**Passage to read:**
__________________________________________________
Sergey Melnikov
Principal Investigator
I love superheroes. And I bet you do too. It’s just that my superheroes have nothing to do with Spider-Man, or Hercules, or Phoenix. My superheroes are 100% real, and nearly as underrated. My superheroes are the little invisible proteins that endow living cells with the superpower to stay alive in the absence of food, or water, or oxygen for extraordinarily long periods of time.
Karla Helena-Bueno
Postdoctoral Researcher
Karla is a scientist on a mission. Studying microbes that have an extraordinary capacity to thrive in hostile conditions, Karla aims to unveil their secrets and learn how to endow biological molecules, and possibly organisms, with the ability to tolerate extreme environments.
Email: karla.helena-bueno@ncl.ac.uk
Lewis I. Chan
PhD Student
Lewis (also known as Lewis the Great) is a scientist aiming to uncover the mechanistic diversity by which bacterial cells protect their most metabolically expensive molecules, the ribosomes.
__________________________________________________
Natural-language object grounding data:
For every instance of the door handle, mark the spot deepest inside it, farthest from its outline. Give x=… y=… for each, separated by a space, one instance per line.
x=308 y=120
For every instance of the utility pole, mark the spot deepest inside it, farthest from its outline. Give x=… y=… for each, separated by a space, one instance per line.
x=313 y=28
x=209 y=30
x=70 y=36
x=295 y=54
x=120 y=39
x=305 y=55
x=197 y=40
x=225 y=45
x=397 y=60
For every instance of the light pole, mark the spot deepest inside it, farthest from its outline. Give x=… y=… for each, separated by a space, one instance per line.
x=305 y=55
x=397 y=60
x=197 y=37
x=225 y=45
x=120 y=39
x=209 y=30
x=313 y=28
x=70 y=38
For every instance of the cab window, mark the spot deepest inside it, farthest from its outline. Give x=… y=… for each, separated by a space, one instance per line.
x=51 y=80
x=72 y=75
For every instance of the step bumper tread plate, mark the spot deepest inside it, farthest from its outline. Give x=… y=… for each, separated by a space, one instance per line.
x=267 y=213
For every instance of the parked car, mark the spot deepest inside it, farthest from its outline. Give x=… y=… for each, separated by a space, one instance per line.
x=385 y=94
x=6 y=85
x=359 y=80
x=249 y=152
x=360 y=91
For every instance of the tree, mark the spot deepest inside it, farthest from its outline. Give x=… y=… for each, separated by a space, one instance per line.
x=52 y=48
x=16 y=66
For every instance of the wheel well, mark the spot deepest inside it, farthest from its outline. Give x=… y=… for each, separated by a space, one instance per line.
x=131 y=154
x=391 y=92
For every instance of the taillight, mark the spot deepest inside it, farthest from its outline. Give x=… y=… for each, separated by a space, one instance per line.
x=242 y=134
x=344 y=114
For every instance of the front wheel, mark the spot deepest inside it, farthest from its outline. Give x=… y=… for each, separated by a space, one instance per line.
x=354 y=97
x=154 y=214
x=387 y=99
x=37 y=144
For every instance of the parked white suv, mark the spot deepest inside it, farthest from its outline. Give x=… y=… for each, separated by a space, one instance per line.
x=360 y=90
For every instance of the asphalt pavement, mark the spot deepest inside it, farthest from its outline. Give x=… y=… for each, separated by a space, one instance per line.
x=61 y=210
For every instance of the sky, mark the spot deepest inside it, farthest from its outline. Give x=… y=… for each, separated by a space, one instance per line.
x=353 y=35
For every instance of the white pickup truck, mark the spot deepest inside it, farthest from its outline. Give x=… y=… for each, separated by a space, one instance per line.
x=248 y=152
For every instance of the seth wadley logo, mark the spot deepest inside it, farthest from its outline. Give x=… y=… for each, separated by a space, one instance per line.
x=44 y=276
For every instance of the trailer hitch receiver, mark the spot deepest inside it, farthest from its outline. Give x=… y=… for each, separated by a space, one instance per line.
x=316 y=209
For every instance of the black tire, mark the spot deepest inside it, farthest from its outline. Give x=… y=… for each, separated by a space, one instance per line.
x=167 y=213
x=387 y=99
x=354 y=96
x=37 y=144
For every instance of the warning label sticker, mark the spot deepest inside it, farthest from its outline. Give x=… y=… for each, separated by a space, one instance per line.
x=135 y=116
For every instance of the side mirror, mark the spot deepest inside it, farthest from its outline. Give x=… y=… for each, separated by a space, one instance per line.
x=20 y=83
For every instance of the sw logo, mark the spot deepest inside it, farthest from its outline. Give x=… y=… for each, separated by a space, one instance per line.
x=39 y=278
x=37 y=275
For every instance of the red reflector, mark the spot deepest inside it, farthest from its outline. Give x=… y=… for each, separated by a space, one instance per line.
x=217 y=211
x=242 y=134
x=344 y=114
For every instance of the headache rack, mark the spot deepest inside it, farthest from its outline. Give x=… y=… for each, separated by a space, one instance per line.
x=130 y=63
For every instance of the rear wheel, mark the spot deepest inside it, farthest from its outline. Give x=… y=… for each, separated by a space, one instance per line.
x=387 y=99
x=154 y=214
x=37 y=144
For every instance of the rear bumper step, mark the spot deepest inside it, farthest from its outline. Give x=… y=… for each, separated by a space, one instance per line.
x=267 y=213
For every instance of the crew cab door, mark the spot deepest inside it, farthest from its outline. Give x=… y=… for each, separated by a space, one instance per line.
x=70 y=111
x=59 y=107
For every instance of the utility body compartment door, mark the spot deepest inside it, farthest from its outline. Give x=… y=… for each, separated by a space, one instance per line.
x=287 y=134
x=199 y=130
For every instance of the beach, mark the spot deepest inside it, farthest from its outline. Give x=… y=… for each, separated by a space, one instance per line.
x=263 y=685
__________________________________________________
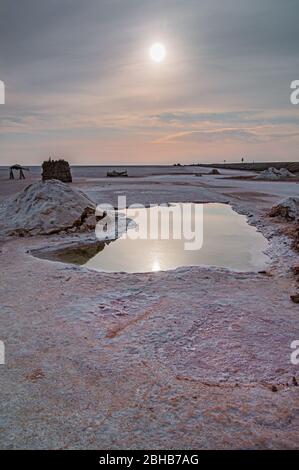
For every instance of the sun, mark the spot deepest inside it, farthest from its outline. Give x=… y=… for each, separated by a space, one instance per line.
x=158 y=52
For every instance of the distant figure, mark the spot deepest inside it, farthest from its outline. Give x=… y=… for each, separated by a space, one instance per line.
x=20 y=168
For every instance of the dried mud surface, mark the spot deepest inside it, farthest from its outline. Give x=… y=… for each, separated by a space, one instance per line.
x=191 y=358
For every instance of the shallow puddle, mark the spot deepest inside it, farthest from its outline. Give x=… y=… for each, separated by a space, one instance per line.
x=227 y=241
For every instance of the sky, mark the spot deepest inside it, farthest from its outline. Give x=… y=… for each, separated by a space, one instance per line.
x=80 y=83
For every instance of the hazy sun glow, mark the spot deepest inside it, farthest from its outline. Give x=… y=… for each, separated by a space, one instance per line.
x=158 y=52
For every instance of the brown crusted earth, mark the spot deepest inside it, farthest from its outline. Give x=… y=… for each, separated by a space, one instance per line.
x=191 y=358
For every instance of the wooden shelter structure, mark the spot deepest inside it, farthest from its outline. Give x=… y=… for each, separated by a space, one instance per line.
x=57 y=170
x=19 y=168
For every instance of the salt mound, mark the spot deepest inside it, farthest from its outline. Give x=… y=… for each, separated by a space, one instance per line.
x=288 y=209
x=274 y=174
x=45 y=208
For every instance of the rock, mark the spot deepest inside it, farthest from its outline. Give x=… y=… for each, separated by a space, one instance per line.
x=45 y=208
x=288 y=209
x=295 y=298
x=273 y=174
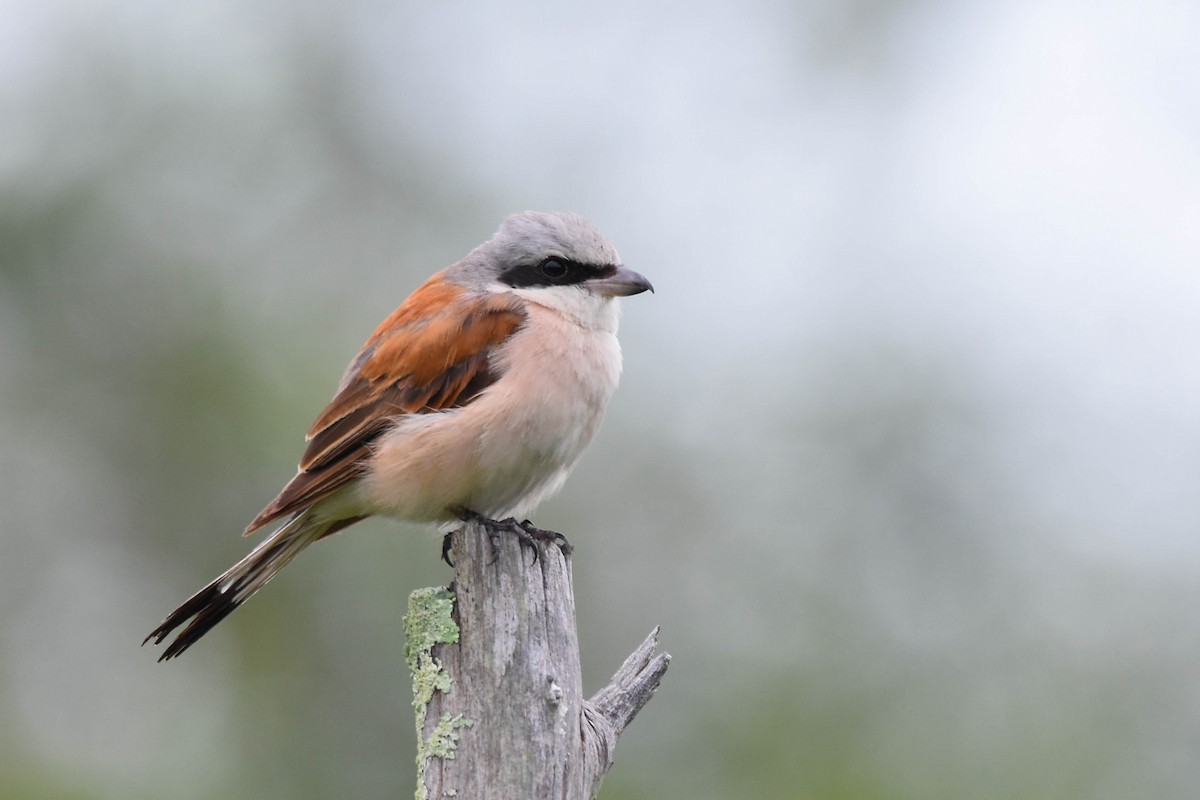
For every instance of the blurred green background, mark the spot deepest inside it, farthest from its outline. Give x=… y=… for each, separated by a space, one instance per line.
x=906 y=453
__________________________________________________
**Questions to answer:**
- A) Translate the sentence "I love superheroes." from the lab profiles into French.
- B) Reproduce the section of the lab profiles that opens with the words "Email: karla.helena-bueno@ncl.ac.uk" and closes with "molecules, the ribosomes.".
- C) According to the lab profiles, which molecules are described as the most metabolically expensive ones in bacterial cells?

**Results by task:**
- A) J'adore les super-héros.

- B)
Email: karla.helena-bueno@ncl.ac.uk
Lewis I. Chan
PhD Student
Lewis (also known as Lewis the Great) is a scientist aiming to uncover the mechanistic diversity by which bacterial cells protect their most metabolically expensive molecules, the ribosomes.

- C) The ribosomes.